**WORK INSTRUCTION**
Please set down every line of the records below exactly, without the pictures.

_ _ _ _ _ _ _

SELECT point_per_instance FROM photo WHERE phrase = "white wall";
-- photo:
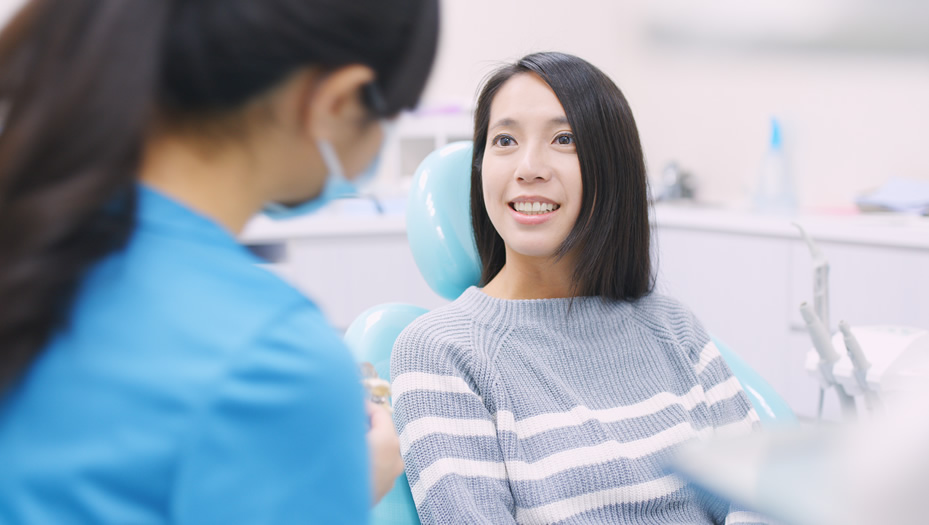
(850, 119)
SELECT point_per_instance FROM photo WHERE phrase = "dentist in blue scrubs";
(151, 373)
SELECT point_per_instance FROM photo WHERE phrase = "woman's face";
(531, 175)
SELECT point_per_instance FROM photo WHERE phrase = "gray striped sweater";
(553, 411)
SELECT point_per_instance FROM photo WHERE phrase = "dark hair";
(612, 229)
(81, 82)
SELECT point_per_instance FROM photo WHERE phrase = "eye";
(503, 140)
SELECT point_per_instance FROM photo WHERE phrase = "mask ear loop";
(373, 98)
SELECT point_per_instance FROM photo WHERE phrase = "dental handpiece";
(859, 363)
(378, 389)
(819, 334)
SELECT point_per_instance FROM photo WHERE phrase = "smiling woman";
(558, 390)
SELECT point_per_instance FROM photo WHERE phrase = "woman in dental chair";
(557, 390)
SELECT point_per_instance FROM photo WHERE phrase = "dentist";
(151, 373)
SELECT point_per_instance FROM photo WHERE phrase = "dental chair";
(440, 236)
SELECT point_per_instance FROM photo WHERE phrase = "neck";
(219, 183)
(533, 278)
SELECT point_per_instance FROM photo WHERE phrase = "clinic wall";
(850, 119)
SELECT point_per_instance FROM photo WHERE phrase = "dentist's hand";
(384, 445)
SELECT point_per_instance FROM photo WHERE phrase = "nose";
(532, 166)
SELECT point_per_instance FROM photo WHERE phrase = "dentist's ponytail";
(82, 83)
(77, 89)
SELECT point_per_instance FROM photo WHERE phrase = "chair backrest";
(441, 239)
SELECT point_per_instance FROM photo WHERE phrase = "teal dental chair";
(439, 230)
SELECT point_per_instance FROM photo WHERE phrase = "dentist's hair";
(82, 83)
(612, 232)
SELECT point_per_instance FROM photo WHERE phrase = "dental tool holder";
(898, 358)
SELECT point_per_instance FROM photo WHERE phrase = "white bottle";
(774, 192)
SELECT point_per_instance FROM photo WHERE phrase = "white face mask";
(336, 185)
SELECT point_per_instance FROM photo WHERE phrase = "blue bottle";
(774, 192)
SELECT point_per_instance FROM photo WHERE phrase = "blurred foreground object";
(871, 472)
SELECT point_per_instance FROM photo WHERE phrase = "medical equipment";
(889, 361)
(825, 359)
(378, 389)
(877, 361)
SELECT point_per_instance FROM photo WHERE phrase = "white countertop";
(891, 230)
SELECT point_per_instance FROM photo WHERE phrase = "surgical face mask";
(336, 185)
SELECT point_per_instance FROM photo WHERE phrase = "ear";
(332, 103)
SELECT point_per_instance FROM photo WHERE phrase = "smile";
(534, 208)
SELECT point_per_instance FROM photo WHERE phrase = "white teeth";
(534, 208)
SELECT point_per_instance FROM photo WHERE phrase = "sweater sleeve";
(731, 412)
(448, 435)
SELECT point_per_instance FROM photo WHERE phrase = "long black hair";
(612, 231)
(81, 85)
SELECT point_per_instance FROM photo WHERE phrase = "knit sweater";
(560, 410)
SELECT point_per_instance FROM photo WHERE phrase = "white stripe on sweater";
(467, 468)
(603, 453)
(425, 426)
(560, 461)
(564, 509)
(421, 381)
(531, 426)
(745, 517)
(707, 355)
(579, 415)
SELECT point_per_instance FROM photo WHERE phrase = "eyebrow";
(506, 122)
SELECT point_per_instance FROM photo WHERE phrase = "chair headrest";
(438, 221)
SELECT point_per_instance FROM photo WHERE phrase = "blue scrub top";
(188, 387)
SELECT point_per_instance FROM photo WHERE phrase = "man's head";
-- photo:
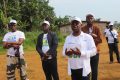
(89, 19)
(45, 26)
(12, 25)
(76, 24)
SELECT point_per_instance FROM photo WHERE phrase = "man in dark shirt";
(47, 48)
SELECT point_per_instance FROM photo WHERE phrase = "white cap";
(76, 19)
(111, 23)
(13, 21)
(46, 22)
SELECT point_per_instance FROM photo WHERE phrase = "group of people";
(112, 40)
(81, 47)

_ _ _ _ _ _ _

**SOLUTION TO THIS PROBLEM**
SELECT point_per_instance FROM photo WHERE phrase = "white wall";
-- photo:
(850, 119)
SELECT point_per_instance FROM photo WHERE phrase = "dentist in blue scrubs";
(151, 373)
SELECT point_per_instance FROM photo WHERE phrase = "woman's face";
(531, 175)
SELECT point_per_instance FROM photo WHERE phrase = "gray striped sweater";
(553, 411)
SELECT point_per_instance FROM photo WHERE phrase = "dark hair";
(612, 229)
(81, 82)
SELECT point_per_instance FROM photo WHERE phrase = "eye";
(503, 140)
SELECT point_per_instance FROM photo WHERE phrase = "mask ear loop";
(373, 98)
SELECT point_per_instance FROM photo WHERE phrase = "dental handpiece";
(859, 363)
(378, 389)
(819, 334)
SELECT point_per_instance FROM photo WHERE phrase = "smiling woman";
(558, 390)
SELECT point_per_instance FROM photo WHERE phrase = "woman in dental chair";
(557, 390)
SELECT point_per_instance FROM photo WHERE phrase = "dentist";
(151, 373)
SELECT point_per_instance FROM photo WHERE phrase = "dental chair";
(440, 236)
SELECT point_per_instance FROM photo WHERE phrase = "neck";
(219, 183)
(533, 278)
SELECT point_per_instance FROM photo WHERE phrase = "clinic wall";
(850, 119)
SELECT point_per_instance FROM photo WHERE phrase = "dentist's hand";
(384, 445)
SELECT point_per_instance FROM photo WHERE phrase = "nose";
(532, 166)
SELECT point_per_instance FROM photo WHERE phrase = "dentist's ponytail";
(82, 83)
(77, 89)
SELECT point_per_instance FROM photo WHERE phrase = "chair backrest";
(441, 239)
SELECT point_per_instance FROM photo WHERE phrase = "teal dental chair";
(439, 230)
SELECT point_per_instance FROM photo WHERE phrase = "dentist's hair";
(82, 83)
(612, 232)
SELECT point_per_instance FROM photo WHERE phrase = "dental tool holder";
(898, 358)
SELECT point_per_instance FROM photo WHERE phrase = "white bottle";
(774, 192)
SELECT point_per_instance FROM photo WHERE phrase = "white face mask";
(336, 185)
SELECT point_per_instance FROM photo WHERE phrase = "blue bottle";
(774, 192)
SELECT point_per_instance FROM photo WHERE phrase = "blurred foreground object";
(871, 472)
SELECT point_per_instance FROM photo WHERE phrase = "medical equipment";
(889, 361)
(825, 359)
(378, 389)
(877, 361)
SELECT point_per_instance FROM photo WHERE phrase = "white countertop";
(891, 230)
SELECT point_per_instance FROM photo WHERE phrase = "surgical face mask";
(336, 185)
SELECT point_per_instance FROM photo WHERE phrase = "ear";
(332, 103)
SELECT point_per_instance FROM photo WHERE phrase = "smile";
(534, 208)
SELECT point_per_instance FROM photo WHERE phrase = "white teeth";
(534, 208)
SELECT point_per_instance FROM photo WHERE phrase = "sweater sleeve";
(731, 412)
(448, 435)
SELECT point_per_instance FROM photo WHERE phrase = "long black hair";
(612, 231)
(81, 85)
SELECT point_per_instance FROM photo WHERE phrase = "knit sweater";
(560, 410)
SELECT point_per_instance FROM photo WHERE phrase = "white stripe on sweater";
(467, 468)
(603, 453)
(425, 426)
(560, 461)
(564, 509)
(421, 381)
(531, 426)
(745, 517)
(707, 355)
(579, 415)
SELECT point_per_instance FROM photo WHERE phrase = "eyebrow";
(506, 122)
SELECT point_per_instance FROM photo WHERE phrase = "chair headrest";
(438, 221)
SELECT point_per_instance FROM photo WHERE phrase = "blue scrub top";
(188, 387)
SELECT point_per_instance FROM photo WHERE phrase = "man's head";
-- photo:
(89, 19)
(45, 26)
(12, 25)
(76, 24)
SELECT point_per_instance FROM photo WHERE phrase = "man in dark shirt";
(47, 48)
SELECT point_per_instance FROM photo WHERE phrase = "white cap";
(76, 19)
(111, 23)
(13, 21)
(46, 22)
SELECT point_per_instance FROM photo WHERE phrase = "group of people";
(112, 40)
(81, 47)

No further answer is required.